↓↓↓
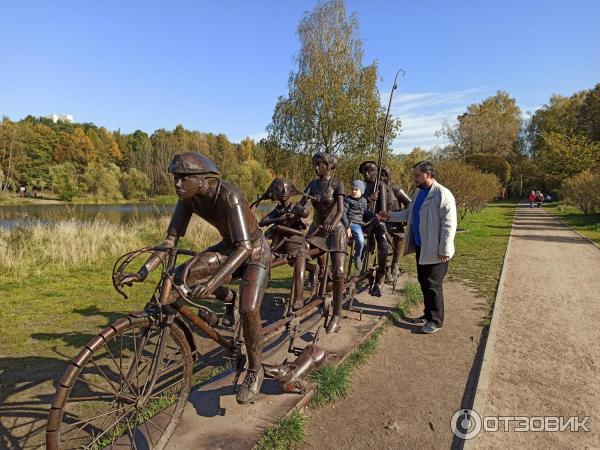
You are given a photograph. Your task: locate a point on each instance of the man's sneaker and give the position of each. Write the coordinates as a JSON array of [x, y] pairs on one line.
[[430, 328], [419, 320], [250, 387], [375, 290]]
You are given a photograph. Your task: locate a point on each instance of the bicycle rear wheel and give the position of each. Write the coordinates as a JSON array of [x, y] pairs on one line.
[[107, 397]]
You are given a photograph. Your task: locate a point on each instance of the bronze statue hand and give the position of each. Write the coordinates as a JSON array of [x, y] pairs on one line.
[[127, 279], [329, 228], [199, 291], [384, 216]]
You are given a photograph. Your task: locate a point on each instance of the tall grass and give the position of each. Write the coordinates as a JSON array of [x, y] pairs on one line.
[[41, 246]]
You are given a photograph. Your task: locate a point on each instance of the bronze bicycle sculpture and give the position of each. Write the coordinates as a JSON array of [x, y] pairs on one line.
[[327, 232], [287, 231], [130, 383]]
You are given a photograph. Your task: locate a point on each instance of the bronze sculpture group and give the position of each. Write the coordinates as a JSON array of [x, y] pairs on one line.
[[146, 359], [244, 248]]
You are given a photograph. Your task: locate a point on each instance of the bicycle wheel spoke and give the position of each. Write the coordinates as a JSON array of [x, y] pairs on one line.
[[102, 373], [148, 431], [154, 425], [114, 394], [121, 375], [93, 418], [126, 390], [106, 431]]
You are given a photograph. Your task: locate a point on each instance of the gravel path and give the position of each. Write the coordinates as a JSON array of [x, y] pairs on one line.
[[546, 358]]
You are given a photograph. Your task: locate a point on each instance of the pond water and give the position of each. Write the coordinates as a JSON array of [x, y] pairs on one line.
[[16, 215]]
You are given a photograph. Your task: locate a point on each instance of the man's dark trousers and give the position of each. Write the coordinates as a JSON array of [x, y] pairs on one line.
[[431, 277]]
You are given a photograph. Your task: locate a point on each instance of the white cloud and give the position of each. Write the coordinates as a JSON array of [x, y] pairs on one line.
[[422, 115]]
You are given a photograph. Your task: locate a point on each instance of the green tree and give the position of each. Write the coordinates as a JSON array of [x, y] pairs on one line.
[[251, 177], [491, 164], [102, 181], [565, 155], [333, 104], [135, 184], [492, 126], [471, 188], [583, 190], [64, 181]]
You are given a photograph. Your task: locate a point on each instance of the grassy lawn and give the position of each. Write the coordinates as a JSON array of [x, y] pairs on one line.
[[52, 307], [589, 226], [480, 249]]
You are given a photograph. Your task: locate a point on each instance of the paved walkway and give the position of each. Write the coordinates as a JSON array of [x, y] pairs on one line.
[[546, 357]]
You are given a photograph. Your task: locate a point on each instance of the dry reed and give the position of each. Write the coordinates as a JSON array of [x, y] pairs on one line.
[[40, 246]]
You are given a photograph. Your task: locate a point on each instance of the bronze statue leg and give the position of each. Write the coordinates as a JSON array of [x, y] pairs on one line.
[[337, 261], [254, 282], [299, 266], [382, 252], [397, 254], [253, 286], [203, 269]]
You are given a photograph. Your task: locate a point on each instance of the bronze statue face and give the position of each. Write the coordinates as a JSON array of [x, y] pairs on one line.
[[280, 190], [189, 185], [370, 172], [321, 169]]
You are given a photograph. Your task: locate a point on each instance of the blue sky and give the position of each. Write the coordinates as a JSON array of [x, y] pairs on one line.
[[220, 66]]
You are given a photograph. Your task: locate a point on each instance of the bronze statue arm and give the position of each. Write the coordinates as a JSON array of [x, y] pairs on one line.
[[403, 198], [336, 219], [270, 220], [382, 197], [177, 228], [155, 259], [236, 259], [238, 230]]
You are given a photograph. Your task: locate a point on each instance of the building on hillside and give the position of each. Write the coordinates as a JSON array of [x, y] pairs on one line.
[[62, 117]]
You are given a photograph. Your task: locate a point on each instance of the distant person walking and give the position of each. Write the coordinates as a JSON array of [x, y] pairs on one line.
[[539, 198], [431, 219], [531, 199]]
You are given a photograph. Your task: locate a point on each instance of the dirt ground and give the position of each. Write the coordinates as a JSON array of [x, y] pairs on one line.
[[405, 395], [546, 360], [547, 355]]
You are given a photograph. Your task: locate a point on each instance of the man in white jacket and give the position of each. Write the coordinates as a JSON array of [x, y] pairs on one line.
[[431, 219]]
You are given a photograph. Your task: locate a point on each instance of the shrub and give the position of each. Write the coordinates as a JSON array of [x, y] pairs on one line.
[[64, 181], [135, 184], [491, 164], [102, 181], [251, 177], [583, 191], [471, 188]]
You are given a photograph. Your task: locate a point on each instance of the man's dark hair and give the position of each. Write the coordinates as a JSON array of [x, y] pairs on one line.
[[425, 166]]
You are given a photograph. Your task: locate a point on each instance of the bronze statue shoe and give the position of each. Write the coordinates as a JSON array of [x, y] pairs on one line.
[[209, 317], [250, 388], [333, 325], [298, 304]]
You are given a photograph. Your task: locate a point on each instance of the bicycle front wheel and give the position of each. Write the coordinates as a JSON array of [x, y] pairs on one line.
[[118, 392]]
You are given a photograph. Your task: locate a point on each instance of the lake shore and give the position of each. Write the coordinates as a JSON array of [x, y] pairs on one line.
[[15, 200]]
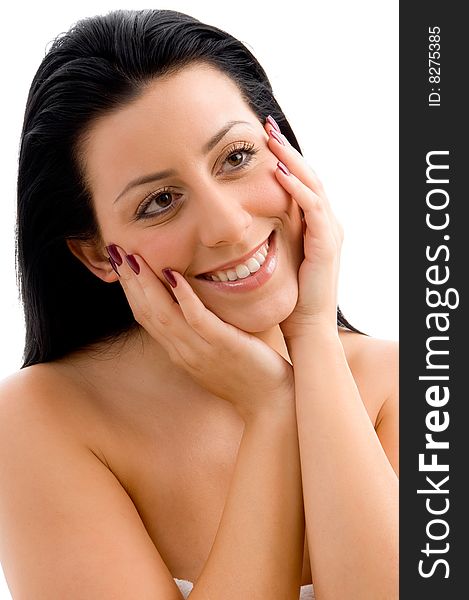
↑↑↑
▸ **Set problem**
Set out every line of the records above as a JSON list of strings, one string per line, with blank lines omitted. Leave the pictures out of the list.

▸ **Solution for this task**
[
  "You are given a photograph. Your task: locate a point on each instance of the man's sneaker and give the position of each. Write the coordinates as a JSON array of [x, y] pairs on one line.",
  "[[430, 328], [419, 320], [250, 387], [375, 290]]",
  "You are given a photograph. Your task: locate a point on each instance of the bicycle rear wheel and give the position of each. Write the coordinates as a JSON array of [x, y] pairs on one line.",
  "[[107, 397]]",
  "You are given a photograph. Your task: locate a point on each instance of the bronze statue hand and give the position of each. Write the coordinates as a JSON array of [x, y] pairs on one line.",
  "[[127, 279], [329, 228], [199, 291], [384, 216]]",
  "You are given a photograph. Your task: locate a point on each instance of the tall grass and give the position of each. Write the coordinates as a JSON array of [x, y] pairs on one line.",
  "[[41, 246]]",
  "You are given a photograph. Your task: locate a point on each instance of the bronze bicycle sculpture and give the position of each. Write the coordinates as a JSON array of [x, y] pairs on one line.",
  "[[327, 232], [287, 231], [130, 383]]",
  "You are given a photograph. Your task: locate a point on each instance of the bronze sculpture group and give the position of each. Write the coordinates as a JSON array of [x, y] pairs on one line.",
  "[[146, 359], [244, 248]]",
  "You are given a photograph. Your task: locate a point on each instance of the bicycle wheel spoke and give the position of each. Write the coordinates as a JSON array of [x, y] pairs on one line.",
  "[[102, 373], [148, 431], [154, 425], [114, 394], [121, 375], [93, 418], [126, 390], [106, 431]]",
  "You are given a photograph. Your task: locate a point on each instance of the gravel path and give the position of each. Write the coordinates as a JSON array of [x, y] pairs on one line.",
  "[[546, 358]]",
  "You are given a photograph. Your task: locate a point on each instance of the pond water and give the position of each. Write the coordinates as a JSON array of [x, y] pairs on one line.",
  "[[16, 215]]",
  "You are given a photograph. Your task: locate a point on each instance of the man's dark trousers and give the position of each. Write the coordinates as a JSON array of [x, y] pairs on one line.",
  "[[431, 277]]",
  "You are given a photograph. Your task: locate a point on each instance of the white cloud and give the position of each. Write the coordinates as a JSON array of [x, y] pairs on one line.",
  "[[422, 115]]",
  "You are given a photograph. Your task: locate a point on each instance of the green tree and give the position of each. Write the coordinates as a JSON array of [x, y] pairs on one line.",
  "[[251, 177], [491, 164], [102, 181], [565, 155], [333, 104], [135, 184], [492, 126], [471, 188], [583, 190], [64, 181]]",
  "You are given a photograph. Your task: locate a point on each instance of the grassy lawn and give the position of each. Write the coordinates as a JSON array of [x, y] pairs on one line.",
  "[[52, 307], [589, 226], [480, 249]]",
  "You are given a photograph. Your task: locate a point on each instance of the paved walkway and give the position of each. Write the coordinates as a JSON array of [x, y] pairs on one line.",
  "[[546, 357]]",
  "You are given a photograph. Your task: locate a point on each instance of the dry reed and give the position of each. Write the coordinates as a JSON array of [x, y] pairs on one line.",
  "[[40, 246]]",
  "You are given a photograph. Your task: locate a point on each instance of the bronze statue leg and give the position of each. Write the coordinates as a JSON array of [x, y] pairs on one line.",
  "[[337, 261], [254, 282], [299, 266], [382, 252], [397, 254], [253, 286], [203, 269]]",
  "You are given a photograph. Your task: locate a point on each instance of the bronze statue face and give the position of each. Write the coordinates as a JSON array of [x, y] pairs on one line.",
  "[[280, 190], [189, 185], [370, 172], [321, 169]]",
  "You are given a photograph. Your task: locate a point on each instance of the blue sky and give the position of each. Write the coordinates as a JSON array of [x, y] pairs on one line.",
  "[[220, 66]]",
  "You are given a photograph. Your task: locate a point on each instance of the bronze statue arm and give the position of each. Write the coordinates as a JSON array of [x, y] pairs on one line.",
  "[[403, 198], [336, 219], [270, 220], [382, 197], [177, 228], [155, 259], [236, 259], [238, 230]]",
  "You are given a photograph. Your task: locate a point on each instance of the building on hillside and give the position of each. Write the coordinates as a JSON array of [x, y] pairs on one line.",
  "[[62, 117]]",
  "You are given a photograph. Your task: locate a point on each instance of the distant person walking and give the position of each. Write the coordinates as a JSON array of [x, y] pairs on one line.",
  "[[539, 198], [431, 219], [531, 199]]",
  "You are given a photograph. Your task: locate a point on each instance of the dirt ground and give the position of each. Write the coordinates as a JSON array of [x, y] pairs on one line.",
  "[[405, 395], [546, 360], [547, 355]]",
  "You are given a photograph. Your task: locate a point on each instance of the man in white jacket and give the position of each. Write the coordinates as a JSON array of [x, y] pairs on one line.",
  "[[431, 219]]",
  "You are given a photograph. Your task: locate a point on each instance of the shrub and give the position of each. Write the coordinates as a JSON array of [x, y] pairs on one line.",
  "[[64, 181], [135, 184], [491, 164], [102, 181], [251, 177], [583, 191], [471, 188]]",
  "You are given a photograph. Your task: locate a point on each instance of the man's dark hair and give the position of each. Write the coordinates as a JSON array of [x, y] pairs on one line.",
  "[[425, 166]]",
  "You are given a photograph. Your task: locate a point on each instance of the bronze statue shoe and give the position of each. Write the coordinates as a JSON array of [x, y] pairs on one line.",
  "[[209, 317], [250, 388], [333, 325], [298, 304]]",
  "You are given a photograph. Your task: locate a point on each instance of the bicycle front wheel and give the position of each. Write the coordinates as a JSON array of [x, y] pairs on one line.",
  "[[118, 392]]",
  "You are given a photograph. Your task: locate a point on each instance of the lake shore and give the position of each. Write the coordinates as a JSON array of [x, y] pairs on one line.",
  "[[15, 200]]"
]